# Passage to read
Showing posts with label kickstarter. Show all posts
Showing posts with label kickstarter. Show all posts

Tuesday, June 16, 2015

Shenmue III is going to suck

Listen, I love Shenmue. I've completed the original Dreamcast game a half dozen times, and attempt to play through it every year at Christmas. But it seems like a lot of people have forgotten something about the game:

It's really not good.

The controls are even more obviously dreadful than when the game was released, sixteen years ago. The last decade and a half has been incredibly unkind to the visuals. The story is over-padded, dumb and poorly paced. The script and dialogue are laughably awful. The Virtua Fighter-based combo system has been surpassed by modern combat systems, leaving Shenmue's battles feeling sluggish and boring. The one thing it still does better than nearly any other game I've played, the minute details of the world that Ryo could explore, pick up and examine, was all but dropped by the first sequel, leaving little hope that a third installment will reduce its scope in exchange for focus.

The Kickstarter for a third installment has, at the time of writing, just passed its $2,000,000 funding goal - a thirty-fifth of the Dreamcast original's $70 million budget - with 31 days remaining.

If I'm honest, I never wanted Shenmue to continue. The second game's out-of-nowhere cliffhanger, with a levitating magic sword, was the final straw; the believable, realistic world of Sakuragaoka and Dobuita was what I loved about the game, and by introducing overt supernatural elements - seemingly out of nowhere - the game had lost me.

I'm surprised the Kickstarter has been this successful. As vocal as they were, and continue to be, Shenmue can't have enough fans to justify the kind of budget that's required to produce a game that'll satisfy them. This campaign is undoubtedly a kind of financial proof-of-concept for a larger investor - maybe Sony, since they hosted the announcement at their E3 press conference - to put up the rest of the budget.

But who's going to buy the game apart from the people already clamouring to support it? Who's going to be willing to jump straight into the third installment of a sixteen-year-old period kung fu series? Shenmue isn't going to appeal to the Call of Duty or Assassin's Creed crowd, which is where all the money seems to be, these days. How many people remember Shenmue as anything other than a forum joke?

Especially given the terrible pitch video on the campaign page. My brother sarcastically described it as "really pushing the upper limits of what the Dreamcast can do"; to me, it looks like a particularly impressive third-year computer arts student's showreel. I guess it looks like a $2 million game, but that's not what the series' fans want, and I'm sure it's not what Yu Suzuki wants either.

But even if I'm not going to play it, I do hope Suzuki gets to finish Shenmue. Closure's been a long time coming for its creator as well as its fans - let's just hope Shenmue III doesn't end on another 14-year cliffhanger.

Wednesday, July 11, 2012

Why I can't support Penny Arcade Sells Out

I think that generally, Kickstarter is a brilliant service that provides a much-needed funding source for projects that wouldn't have any startup finances at all. The problem is the recent spate of high-profile projects that have been breaking records, which have brought the Kicktsarter process to the attention of people who just want their ongoing costs to be covered rather than bringing something new to the table.

# Extracted information
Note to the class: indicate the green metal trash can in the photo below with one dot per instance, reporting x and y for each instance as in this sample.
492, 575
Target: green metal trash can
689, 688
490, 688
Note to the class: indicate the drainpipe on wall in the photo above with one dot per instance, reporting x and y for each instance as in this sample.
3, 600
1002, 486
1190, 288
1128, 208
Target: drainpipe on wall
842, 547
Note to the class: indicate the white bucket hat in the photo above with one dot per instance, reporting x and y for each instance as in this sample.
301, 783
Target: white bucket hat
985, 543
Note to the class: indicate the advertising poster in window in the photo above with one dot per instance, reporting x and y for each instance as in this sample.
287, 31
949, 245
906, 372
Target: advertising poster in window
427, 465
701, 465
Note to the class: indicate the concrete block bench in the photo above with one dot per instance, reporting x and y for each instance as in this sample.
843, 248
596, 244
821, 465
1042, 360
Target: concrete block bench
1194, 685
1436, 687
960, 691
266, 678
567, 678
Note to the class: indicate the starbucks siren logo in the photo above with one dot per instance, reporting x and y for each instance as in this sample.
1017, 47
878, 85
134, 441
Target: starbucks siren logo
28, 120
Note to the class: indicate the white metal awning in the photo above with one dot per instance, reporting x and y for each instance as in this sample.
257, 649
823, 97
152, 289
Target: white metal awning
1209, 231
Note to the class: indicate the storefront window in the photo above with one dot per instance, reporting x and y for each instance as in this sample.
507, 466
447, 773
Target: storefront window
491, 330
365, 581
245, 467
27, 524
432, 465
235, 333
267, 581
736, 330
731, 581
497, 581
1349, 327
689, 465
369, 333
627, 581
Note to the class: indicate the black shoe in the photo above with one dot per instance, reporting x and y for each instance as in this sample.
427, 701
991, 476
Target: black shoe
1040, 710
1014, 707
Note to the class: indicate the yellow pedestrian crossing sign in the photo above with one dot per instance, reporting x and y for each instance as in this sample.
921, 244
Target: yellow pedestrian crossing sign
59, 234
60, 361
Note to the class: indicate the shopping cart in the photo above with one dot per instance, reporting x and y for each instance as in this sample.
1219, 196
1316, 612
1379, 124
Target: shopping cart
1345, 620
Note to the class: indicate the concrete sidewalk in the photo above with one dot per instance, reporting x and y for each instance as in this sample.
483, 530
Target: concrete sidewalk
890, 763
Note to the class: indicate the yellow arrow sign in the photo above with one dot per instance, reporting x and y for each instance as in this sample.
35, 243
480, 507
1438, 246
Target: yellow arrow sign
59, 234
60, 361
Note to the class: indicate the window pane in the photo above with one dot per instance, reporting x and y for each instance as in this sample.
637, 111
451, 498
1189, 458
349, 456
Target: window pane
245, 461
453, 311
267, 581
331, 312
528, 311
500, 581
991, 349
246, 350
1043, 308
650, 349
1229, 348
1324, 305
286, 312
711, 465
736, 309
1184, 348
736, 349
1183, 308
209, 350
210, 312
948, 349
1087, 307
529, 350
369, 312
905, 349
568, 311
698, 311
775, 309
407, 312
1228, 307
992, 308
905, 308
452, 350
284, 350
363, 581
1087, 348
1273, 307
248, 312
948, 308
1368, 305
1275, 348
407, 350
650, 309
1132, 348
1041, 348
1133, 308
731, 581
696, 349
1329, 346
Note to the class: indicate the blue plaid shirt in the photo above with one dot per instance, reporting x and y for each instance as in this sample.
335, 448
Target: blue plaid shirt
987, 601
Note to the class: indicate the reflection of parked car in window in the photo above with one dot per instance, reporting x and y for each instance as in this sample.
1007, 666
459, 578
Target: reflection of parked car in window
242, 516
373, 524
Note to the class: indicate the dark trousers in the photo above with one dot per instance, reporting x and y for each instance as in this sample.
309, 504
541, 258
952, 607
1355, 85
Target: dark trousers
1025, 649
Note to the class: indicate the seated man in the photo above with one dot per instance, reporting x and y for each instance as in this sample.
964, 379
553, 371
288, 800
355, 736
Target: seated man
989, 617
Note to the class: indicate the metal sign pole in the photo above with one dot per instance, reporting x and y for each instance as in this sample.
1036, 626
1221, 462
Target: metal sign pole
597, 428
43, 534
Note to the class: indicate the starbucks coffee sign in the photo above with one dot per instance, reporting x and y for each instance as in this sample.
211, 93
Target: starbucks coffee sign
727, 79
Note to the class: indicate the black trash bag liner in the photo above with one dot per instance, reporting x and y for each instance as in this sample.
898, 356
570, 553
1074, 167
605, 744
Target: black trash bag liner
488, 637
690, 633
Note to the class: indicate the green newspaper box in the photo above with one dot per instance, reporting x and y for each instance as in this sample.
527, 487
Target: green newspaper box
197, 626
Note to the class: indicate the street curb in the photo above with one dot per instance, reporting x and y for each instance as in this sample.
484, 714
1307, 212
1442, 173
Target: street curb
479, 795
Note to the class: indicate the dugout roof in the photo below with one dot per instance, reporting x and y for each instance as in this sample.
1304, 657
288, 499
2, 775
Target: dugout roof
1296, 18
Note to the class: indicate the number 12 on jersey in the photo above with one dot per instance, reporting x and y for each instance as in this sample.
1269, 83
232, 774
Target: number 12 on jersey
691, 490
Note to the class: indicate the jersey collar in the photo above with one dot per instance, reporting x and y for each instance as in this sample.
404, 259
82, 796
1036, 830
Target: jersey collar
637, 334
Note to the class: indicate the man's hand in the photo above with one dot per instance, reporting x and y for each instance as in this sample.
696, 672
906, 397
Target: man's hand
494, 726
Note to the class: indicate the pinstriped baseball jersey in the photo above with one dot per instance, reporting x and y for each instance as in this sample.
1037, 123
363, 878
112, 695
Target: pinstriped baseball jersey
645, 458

# Stated task A
List every fault the blog page about Shenmue attributes to the original Dreamcast game in the paragraph beginning "The controls are even more obviously dreadful."
# Stated task B
Carry on the blog page about Shenmue from its final sentence, extending the argument it begins about Penny Arcade Sells Out.
The material above has no connection to the blog page about Shenmue.

# Result A
1. The controls are dreadful, even more obviously so than at release.
2. The visuals have aged badly over the last decade and a half.
3. The story is over-padded, dumb and poorly paced.
4. The script and dialogue are laughably awful.
5. The combo system, based on Virtua Fighter, has been surpassed by modern combat systems, so the battles feel sluggish and boring.

# Result B
I think that's the main problem I have with Penny Arcade Sells Out. They're not starting anything with this project, and they're not going to do anything new with the money. They're just replacing a revenue stream, which seems to miss the point of Kickstarting something. The admission that they'll have to do this yearly just underlines how far away from the real point of Kickstarter this is.

And how much money will this take away from other Kickstarter projects? How many people will be spending $15 or $25 to Penny Arcade that they would have otherwise spent on projects that are actually creating something new? Gabe in particular has been emphasising on Twitter that nothing's actually going to change in terms of the content of Penny Arcade, so this is literally a $1 million ad blocker. You can get those for free, by the way.

There's been some implication that by replacing the ad revenue with crowdfunding, Penny Arcade will have more time for other projects, but I don't see how. I wouldn't have imagined that Gabe and Tycho are spending a lot of time moderating and approving advertising content; if they are, then what do they have business management people for?

I'd also like to know what their current advertising income is, and how it compares to the Kickstarter goal. Are they ripping people off, charging two or three or several times what they currently make on ads, or is $1m a bargain? Considering how many of the ads they run are seemingly for Penny Arcade's own side projects, what percentage of their advertising rotation is actually external business?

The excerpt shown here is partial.